# [PROBLEM TO SOLVE]
Duplicate the data below verbatim, beginning with the line that contains "Reviewer note: every instance of the pink" and continuing through the last line of the data.

**** SUPPLIED DATA

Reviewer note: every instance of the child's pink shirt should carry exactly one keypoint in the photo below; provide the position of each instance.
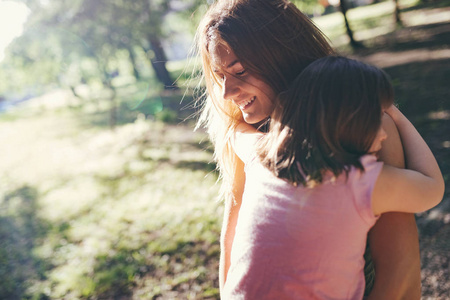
(302, 243)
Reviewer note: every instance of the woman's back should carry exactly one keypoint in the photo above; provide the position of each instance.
(302, 243)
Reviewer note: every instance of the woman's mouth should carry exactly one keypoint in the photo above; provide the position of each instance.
(246, 104)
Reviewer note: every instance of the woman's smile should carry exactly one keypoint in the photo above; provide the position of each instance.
(253, 96)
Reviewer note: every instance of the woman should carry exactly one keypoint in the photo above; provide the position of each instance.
(251, 51)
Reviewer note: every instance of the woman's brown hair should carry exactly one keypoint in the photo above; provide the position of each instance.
(273, 41)
(326, 121)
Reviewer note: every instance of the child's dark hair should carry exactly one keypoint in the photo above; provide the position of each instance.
(326, 120)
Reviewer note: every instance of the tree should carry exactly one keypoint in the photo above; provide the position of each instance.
(355, 44)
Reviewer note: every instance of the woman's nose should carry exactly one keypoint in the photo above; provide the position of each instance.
(230, 88)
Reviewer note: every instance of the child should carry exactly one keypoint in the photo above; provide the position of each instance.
(314, 188)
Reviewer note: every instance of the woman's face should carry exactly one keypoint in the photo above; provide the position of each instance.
(254, 97)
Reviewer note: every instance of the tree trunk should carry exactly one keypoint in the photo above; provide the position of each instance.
(398, 20)
(136, 73)
(353, 43)
(158, 62)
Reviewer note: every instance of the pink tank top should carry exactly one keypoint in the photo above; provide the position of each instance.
(302, 243)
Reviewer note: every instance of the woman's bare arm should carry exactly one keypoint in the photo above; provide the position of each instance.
(230, 217)
(394, 240)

********

# [OUTPUT FOR THIS TASK]
Reviewer note: every instance of the pink tank top should carry exactly one keypoint in the photo above; provide the position of each instance.
(302, 243)
Reviewer note: every instance of the woman's bare arm should carry exactly one keypoint in the photo above; provide the position of each instance.
(230, 217)
(394, 240)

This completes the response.